Excerpt provided

((

# Indefinite and definite integral of e^sin(x) dx

1. Apr 15, 2015

### Emmanuel_Euler

Look to this indefinite integral →∫e^(sin(x))dx
Antiderivative or integral could not be found.and impossible to solve.

Look to this definite integral
∫e^(sin(x))dx (Upper bound is π and Lower bound is zero)=??

my question is : can we find any solution for this integral (definite integral) ??

Last edited: Apr 15, 2015
2. Apr 15, 2015

### axmls

There is no closed-form solution for the antiderivative, but we can still approximate the definite integral.

3. Apr 15, 2015

### pasmith

It may be possible to use contour integration to find an analytic value for $\int_0^\pi e^{\sin x}\,dx$.

4. Dec 1, 2016

### Cgty

Assume that we have a solution like that int(y dy)=int(e^sinx dx). It is clear we must find y^2/2=int(e^sinx dx). In order to equality, int[ln(y) dy]=int(sinx dx). Due to int(lny dy) is equal to y(lny-1); y(lny-1)=-cosx+c and y=[-cosx+c]/[lny-1]. We need to find y^2/2 therefore, y^2/2=[(cosx+c)/(lny-1)]^2/2. This is the solution of int(e^sinx dx) and we have a non-linear euation.

))

Extracted records

((

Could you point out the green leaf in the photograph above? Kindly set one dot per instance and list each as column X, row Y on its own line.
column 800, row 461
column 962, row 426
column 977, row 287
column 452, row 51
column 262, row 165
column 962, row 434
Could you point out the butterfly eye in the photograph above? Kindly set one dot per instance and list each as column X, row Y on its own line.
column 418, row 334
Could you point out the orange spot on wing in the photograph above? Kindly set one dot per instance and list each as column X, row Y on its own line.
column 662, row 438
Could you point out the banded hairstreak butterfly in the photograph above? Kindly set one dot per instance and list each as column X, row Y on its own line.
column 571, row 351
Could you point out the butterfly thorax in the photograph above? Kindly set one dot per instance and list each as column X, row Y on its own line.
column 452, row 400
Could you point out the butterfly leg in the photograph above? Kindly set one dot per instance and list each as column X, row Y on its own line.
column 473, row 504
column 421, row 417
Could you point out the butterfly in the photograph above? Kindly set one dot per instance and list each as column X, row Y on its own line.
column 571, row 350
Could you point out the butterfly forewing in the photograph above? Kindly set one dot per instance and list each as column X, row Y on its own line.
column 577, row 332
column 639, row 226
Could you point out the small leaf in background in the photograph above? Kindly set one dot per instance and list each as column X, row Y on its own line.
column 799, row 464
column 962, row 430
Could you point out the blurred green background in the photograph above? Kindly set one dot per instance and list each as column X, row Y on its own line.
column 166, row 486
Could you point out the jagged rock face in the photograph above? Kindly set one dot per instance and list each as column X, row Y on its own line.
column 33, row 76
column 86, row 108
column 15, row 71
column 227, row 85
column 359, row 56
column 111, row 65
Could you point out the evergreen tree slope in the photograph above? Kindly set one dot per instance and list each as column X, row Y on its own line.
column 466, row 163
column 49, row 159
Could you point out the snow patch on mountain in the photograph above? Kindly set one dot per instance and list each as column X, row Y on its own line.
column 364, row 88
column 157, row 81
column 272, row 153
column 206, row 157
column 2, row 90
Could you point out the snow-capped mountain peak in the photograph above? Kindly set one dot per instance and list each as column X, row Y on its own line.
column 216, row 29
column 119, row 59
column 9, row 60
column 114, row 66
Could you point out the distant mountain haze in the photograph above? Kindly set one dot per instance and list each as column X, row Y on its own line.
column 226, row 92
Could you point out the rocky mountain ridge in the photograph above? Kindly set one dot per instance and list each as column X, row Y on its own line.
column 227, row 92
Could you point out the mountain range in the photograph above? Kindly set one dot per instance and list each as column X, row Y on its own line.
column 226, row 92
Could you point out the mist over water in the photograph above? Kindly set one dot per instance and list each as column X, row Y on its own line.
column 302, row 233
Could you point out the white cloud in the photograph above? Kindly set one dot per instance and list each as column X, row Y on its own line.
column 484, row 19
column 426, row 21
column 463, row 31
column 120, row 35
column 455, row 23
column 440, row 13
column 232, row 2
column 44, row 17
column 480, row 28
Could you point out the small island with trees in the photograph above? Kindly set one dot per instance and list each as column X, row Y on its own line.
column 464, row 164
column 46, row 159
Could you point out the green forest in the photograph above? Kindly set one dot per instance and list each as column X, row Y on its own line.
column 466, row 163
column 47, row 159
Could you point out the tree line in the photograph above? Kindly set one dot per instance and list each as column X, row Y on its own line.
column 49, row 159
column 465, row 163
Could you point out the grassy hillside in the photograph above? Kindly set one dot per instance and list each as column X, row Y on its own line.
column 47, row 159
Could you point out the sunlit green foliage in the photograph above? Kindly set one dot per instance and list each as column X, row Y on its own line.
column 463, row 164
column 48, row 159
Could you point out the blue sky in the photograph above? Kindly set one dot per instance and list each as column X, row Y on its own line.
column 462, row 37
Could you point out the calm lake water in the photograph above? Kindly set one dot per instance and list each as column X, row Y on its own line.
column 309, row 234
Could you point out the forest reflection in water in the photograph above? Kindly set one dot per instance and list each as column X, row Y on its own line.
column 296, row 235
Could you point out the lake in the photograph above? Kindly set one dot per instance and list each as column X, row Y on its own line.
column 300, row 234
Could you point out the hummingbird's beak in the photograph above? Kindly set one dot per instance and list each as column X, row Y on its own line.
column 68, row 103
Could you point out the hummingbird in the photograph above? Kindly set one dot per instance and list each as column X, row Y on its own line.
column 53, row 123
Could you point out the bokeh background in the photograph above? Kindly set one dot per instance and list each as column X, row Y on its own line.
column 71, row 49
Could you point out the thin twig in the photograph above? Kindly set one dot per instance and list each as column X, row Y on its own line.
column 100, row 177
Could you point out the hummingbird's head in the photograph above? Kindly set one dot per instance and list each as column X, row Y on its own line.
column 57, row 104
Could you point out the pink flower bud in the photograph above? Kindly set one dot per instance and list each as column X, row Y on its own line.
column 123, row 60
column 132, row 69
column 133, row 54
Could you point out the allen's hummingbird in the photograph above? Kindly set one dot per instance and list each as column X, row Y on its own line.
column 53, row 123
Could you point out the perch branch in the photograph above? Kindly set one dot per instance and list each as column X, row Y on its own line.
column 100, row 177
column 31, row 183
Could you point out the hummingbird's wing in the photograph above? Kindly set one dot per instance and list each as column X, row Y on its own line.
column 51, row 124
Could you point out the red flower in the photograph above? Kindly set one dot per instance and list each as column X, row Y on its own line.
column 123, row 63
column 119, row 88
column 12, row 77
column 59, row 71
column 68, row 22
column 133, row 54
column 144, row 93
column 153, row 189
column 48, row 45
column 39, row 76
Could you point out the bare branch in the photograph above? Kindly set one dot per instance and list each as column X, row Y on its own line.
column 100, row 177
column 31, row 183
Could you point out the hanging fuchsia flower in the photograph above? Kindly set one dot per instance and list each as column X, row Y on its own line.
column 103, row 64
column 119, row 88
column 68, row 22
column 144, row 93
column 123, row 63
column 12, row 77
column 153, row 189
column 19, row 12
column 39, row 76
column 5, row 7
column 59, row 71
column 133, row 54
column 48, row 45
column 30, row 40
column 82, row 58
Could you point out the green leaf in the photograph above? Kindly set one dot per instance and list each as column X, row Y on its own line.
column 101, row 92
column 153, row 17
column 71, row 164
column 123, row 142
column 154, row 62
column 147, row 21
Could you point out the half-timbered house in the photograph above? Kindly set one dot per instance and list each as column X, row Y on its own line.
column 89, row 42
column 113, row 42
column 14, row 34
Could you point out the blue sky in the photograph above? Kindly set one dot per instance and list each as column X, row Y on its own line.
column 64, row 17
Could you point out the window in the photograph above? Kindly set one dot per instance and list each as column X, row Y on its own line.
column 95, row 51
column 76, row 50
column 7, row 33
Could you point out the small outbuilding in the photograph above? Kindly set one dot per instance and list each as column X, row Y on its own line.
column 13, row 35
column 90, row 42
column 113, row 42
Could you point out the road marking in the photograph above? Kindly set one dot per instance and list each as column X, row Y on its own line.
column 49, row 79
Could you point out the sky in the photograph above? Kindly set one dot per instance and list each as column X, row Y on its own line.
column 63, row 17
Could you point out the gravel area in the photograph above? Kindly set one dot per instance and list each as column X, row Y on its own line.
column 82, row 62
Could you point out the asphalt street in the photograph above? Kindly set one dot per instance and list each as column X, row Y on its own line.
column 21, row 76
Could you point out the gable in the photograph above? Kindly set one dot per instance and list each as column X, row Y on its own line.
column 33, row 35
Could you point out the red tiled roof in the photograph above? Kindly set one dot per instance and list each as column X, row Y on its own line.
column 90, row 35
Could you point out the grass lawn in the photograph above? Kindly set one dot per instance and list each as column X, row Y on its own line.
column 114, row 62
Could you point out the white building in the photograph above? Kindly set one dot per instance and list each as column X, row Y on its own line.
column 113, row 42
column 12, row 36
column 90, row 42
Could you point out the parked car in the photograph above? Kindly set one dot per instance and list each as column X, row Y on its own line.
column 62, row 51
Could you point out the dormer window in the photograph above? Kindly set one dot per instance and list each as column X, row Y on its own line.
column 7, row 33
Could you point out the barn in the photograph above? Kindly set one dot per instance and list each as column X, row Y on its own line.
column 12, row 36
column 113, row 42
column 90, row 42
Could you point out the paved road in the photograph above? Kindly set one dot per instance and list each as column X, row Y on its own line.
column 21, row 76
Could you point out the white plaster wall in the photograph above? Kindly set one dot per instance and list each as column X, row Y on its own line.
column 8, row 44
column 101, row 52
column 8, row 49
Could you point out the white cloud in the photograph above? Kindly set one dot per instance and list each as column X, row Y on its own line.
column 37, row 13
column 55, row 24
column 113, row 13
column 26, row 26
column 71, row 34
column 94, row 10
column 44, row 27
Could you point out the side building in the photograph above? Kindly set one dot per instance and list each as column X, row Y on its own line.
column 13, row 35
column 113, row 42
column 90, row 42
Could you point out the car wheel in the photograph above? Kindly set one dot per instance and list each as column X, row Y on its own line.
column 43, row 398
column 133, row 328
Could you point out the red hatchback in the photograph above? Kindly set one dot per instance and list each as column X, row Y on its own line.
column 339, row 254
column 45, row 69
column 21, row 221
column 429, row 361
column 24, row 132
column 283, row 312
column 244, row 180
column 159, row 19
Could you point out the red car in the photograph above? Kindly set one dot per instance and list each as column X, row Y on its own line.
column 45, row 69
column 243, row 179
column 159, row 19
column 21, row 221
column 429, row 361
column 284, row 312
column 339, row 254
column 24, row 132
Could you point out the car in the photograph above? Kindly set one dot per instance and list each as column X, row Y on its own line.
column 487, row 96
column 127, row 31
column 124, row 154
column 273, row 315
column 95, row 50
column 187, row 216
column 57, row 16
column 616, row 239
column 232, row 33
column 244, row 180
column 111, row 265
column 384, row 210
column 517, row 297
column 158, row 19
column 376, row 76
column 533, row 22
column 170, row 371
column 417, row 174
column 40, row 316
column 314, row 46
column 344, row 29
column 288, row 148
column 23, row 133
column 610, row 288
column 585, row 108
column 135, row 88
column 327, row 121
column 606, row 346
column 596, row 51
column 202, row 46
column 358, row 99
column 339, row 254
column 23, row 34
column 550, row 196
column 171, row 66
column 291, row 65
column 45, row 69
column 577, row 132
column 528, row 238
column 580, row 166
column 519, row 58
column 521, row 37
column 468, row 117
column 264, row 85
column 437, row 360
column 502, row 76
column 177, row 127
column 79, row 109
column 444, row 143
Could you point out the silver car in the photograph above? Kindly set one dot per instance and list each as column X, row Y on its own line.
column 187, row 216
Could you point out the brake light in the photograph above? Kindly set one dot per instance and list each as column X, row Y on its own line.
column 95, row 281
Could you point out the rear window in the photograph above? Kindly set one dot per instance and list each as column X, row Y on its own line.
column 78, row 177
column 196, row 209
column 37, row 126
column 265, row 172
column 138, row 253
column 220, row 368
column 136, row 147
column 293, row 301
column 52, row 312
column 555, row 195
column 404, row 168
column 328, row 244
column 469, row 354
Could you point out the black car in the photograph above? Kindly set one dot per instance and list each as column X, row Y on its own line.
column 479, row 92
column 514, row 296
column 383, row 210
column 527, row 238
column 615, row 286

))

List of tasks
A – In the forum thread, what upper and lower bounds are given for the definite integral?
B – From the forum thread, return the passage that begins at the words "# Indefinite and" and stops after "(definite integral) ??".
The items play no part in this work.

Expected outputs
A – The upper bound is π and the lower bound is zero.

B –
# Indefinite and definite integral of e^sin(x) dx

1. Apr 15, 2015

### Emmanuel_Euler

Look to this indefinite integral →∫e^(sin(x))dx
Antiderivative or integral could not be found.and impossible to solve.

Look to this definite integral
∫e^(sin(x))dx (Upper bound is π and Lower bound is zero)=??

my question is : can we find any solution for this integral (definite integral) ??